_Requirement 1_:
Identify every line in the records that contains the string "shirt", matching case exactly, and copy each of those lines.

-- BEGIN Text shown --

# sentiment_analysys_csci_e89

This package was designed to enable its users to perform end to end sentiment analysis with state of the art techniques.  
The api assumes a common data model that is described in great detail in the
documentation. In short, the modules expect tabular datasets with the following fields for training data:
 1. text_id    
 2. text    
 3. label    

 and the following fields for live test data:  
 1. text_id    
 2. text    

The api contains 5 main modules:    
 1. data_cleaning: A class that was written to support a number of popular machine learning datasets. It cleans the raw data and
 structures it in a way that the other modules can use.  
 2. pre_processing : A class that provides a number of high level functions to perform sophisticated data transformations and cleaning.    This class is responsible for preparing the raw text data for our Neural architectures.    
 3. modeling : A class that provides a number of methods, each dedicated to training a certain type of architecture. Refer to the documentation for the exact specification of each of the architectures provided.  
 4. pretrained_embeddings : A class that provides methods to prepare well known and popular word embeddings (GloVe and word2vec) in a format that our netoworks can work with. We require that the user download the raw data from the appropriate sources. Once again, details are included in the documentation.

-- END Text shown --

_Requirement 2_:
Answer these questions from the sentiment analysis package description:
(a) Which fields do the modules expect in training data?
(b) Which two word embeddings does the pretrained_embeddings class prepare?
(c) What was the data_cleaning class written to support?

-- BEGIN Given data --

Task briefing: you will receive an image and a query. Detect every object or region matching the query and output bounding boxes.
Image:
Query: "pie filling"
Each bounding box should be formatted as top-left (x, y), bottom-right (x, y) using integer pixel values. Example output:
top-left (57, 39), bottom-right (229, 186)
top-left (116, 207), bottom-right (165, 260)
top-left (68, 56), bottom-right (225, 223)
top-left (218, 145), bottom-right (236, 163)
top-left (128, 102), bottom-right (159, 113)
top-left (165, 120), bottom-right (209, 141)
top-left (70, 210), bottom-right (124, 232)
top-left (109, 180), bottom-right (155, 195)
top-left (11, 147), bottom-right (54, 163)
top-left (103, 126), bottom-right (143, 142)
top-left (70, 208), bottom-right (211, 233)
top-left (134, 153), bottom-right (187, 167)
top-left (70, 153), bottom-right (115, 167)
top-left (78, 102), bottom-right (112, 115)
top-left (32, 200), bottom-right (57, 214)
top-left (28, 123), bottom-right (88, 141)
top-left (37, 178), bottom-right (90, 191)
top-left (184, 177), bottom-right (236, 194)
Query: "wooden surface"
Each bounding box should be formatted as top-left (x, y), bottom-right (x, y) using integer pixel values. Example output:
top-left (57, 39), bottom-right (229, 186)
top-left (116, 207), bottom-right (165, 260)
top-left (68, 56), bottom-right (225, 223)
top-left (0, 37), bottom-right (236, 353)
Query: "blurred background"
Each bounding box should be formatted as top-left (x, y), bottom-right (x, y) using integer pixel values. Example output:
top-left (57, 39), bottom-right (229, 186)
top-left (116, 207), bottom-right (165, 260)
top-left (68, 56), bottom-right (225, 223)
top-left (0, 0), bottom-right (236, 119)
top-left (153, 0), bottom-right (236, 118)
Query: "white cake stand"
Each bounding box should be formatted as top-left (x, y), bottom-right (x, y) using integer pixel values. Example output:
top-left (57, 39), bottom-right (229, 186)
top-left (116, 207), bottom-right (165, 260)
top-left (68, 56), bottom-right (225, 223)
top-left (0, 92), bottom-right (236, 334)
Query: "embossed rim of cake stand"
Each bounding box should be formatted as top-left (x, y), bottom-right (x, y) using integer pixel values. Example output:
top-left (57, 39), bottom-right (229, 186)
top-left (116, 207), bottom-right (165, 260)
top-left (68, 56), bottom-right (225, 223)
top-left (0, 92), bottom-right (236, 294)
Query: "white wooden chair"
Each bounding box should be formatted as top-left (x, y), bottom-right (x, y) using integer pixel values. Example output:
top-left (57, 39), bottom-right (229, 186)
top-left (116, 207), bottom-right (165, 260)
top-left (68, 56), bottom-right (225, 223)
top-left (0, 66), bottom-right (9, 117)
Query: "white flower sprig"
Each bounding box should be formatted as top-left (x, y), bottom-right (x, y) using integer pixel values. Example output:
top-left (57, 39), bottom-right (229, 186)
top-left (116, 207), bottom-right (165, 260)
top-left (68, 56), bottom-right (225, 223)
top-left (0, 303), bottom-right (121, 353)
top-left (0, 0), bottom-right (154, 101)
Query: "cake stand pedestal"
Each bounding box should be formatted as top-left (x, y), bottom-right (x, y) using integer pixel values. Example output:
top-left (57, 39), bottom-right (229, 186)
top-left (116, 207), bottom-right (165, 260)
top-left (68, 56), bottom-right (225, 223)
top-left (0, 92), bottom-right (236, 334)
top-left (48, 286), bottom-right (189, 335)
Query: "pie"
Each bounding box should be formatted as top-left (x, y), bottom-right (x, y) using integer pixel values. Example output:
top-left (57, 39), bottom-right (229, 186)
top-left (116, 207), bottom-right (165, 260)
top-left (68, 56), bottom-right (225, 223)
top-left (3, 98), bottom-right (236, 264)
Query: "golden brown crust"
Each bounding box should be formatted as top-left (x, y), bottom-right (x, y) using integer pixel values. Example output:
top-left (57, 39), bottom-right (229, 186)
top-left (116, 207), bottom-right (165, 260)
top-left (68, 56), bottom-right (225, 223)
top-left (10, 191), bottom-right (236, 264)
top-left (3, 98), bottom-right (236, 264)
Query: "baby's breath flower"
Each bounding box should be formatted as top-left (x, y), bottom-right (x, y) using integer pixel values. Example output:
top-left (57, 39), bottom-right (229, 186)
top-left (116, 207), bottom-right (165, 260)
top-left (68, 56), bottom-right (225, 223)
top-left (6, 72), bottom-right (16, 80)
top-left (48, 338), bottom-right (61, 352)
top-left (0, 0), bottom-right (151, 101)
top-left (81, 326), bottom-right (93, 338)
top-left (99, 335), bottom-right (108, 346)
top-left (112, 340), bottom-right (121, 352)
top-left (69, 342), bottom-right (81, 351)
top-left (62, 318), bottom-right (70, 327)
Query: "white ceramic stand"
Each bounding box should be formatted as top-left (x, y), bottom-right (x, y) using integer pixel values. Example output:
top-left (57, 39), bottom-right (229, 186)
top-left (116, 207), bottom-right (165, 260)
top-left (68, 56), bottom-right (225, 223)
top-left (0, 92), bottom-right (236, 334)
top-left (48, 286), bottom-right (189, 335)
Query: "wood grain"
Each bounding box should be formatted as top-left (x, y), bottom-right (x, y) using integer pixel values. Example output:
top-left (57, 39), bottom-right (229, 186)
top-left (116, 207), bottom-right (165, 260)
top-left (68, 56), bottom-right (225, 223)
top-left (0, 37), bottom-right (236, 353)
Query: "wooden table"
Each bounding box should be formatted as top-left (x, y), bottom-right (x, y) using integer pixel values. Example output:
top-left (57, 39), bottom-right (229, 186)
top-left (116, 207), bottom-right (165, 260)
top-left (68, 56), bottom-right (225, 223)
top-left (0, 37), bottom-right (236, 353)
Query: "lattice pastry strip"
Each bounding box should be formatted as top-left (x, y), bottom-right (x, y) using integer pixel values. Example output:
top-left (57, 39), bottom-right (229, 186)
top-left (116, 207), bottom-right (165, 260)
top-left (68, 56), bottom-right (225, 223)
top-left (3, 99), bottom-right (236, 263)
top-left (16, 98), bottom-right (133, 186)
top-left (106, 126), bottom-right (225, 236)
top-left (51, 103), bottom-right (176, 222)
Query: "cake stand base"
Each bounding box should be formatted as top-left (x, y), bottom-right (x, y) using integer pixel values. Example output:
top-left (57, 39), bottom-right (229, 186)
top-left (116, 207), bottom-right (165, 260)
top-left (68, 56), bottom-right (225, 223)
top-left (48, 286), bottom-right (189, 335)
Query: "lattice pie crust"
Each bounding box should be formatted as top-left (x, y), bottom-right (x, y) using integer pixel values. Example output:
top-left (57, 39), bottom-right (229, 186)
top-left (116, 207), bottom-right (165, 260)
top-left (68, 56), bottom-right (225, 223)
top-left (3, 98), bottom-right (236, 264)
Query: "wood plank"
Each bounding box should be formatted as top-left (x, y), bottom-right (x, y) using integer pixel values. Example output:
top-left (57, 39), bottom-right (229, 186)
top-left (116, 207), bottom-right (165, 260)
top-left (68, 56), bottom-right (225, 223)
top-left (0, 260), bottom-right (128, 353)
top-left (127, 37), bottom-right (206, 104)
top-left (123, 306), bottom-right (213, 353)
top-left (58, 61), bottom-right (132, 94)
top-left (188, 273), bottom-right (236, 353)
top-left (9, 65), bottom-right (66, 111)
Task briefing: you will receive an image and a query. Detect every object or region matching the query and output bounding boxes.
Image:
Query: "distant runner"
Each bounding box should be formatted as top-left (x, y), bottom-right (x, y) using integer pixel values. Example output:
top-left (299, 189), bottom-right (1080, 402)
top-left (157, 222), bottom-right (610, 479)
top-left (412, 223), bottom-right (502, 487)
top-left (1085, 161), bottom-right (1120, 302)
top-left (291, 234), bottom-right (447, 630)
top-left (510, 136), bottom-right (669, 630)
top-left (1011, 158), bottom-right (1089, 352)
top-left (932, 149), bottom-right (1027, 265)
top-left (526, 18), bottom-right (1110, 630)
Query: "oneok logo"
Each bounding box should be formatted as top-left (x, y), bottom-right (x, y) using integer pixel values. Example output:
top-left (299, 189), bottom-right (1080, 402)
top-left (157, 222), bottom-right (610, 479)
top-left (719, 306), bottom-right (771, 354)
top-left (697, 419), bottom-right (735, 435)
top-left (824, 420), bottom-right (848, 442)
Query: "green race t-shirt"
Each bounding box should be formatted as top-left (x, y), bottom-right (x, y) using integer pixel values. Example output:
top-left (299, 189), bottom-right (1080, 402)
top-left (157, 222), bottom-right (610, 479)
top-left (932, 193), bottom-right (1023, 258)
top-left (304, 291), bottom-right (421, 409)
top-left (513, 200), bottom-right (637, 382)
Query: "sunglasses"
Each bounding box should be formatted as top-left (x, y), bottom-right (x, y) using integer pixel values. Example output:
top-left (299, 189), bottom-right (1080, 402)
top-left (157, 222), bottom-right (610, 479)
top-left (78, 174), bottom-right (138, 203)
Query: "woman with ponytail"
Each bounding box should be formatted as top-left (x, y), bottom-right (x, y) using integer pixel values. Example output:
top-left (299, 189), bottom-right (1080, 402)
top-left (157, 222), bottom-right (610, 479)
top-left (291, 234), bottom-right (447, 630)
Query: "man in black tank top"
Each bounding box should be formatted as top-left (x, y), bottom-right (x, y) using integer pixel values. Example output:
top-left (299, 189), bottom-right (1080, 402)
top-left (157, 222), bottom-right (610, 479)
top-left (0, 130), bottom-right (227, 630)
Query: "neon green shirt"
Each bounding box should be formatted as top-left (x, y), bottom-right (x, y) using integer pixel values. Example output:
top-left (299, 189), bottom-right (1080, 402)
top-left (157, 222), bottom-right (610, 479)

-- END Given data --

_Finished answer 1_:
Query: "green race t-shirt"
Query: "neon green shirt"

_Finished answer 2_:
(a) text_id, text, and label
(b) GloVe and word2vec
(c) A number of popular machine learning datasets